• [Work required]
Exactly repeat all the records below, omitting the images they hold.

==== The data ====

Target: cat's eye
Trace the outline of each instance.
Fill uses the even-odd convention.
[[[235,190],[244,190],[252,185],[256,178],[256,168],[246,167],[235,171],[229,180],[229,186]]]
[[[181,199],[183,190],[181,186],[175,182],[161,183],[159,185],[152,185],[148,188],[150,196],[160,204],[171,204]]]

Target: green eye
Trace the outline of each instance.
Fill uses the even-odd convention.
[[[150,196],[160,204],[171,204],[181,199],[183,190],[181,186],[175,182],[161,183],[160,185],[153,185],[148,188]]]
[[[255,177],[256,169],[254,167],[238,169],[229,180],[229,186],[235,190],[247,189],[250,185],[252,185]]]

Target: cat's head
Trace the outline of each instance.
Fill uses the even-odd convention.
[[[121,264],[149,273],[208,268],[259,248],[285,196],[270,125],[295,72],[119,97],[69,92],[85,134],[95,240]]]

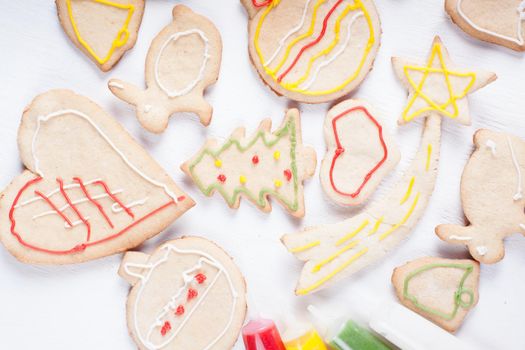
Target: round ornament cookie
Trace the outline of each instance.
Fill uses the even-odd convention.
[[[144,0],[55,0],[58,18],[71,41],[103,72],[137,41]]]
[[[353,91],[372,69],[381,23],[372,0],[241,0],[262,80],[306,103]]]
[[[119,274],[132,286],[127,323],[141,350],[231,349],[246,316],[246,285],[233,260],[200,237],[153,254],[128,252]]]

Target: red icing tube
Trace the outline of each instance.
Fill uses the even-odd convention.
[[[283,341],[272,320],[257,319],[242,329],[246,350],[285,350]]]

====

• [Task output]
Target: cat's eye
Trace the outline of each instance.
Fill uses the even-odd convention.
[[[235,190],[244,190],[252,185],[256,178],[256,168],[246,167],[235,171],[229,180],[229,186]]]
[[[181,199],[183,190],[181,186],[175,182],[161,183],[159,185],[152,185],[148,188],[150,196],[160,204],[171,204]]]

Target: green eye
Trace the outline of each instance.
Fill uses the even-odd convention.
[[[150,196],[160,204],[171,204],[181,199],[183,190],[181,186],[175,182],[161,183],[160,185],[153,185],[148,188]]]
[[[255,177],[256,169],[254,167],[238,169],[229,180],[229,186],[235,190],[247,189],[250,185],[252,185]]]

Target: cat's head
Trace the outline of each instance.
Fill uses the even-odd convention.
[[[121,264],[149,273],[208,268],[259,248],[285,196],[270,125],[295,72],[119,97],[69,92],[85,134],[95,240]]]

Target: round ornament cookie
Trace the outline of each instance.
Fill uses the even-odd convention.
[[[144,0],[55,0],[58,18],[71,41],[103,72],[137,41]]]
[[[353,91],[372,69],[381,23],[372,0],[241,0],[262,80],[306,103]]]
[[[119,274],[132,286],[127,323],[141,350],[231,349],[246,316],[246,285],[233,260],[200,237],[153,254],[128,252]]]

Target: red icing tube
Trace the outline of each instance.
Fill uses the even-odd convention.
[[[283,341],[272,320],[257,319],[242,329],[246,350],[285,350]]]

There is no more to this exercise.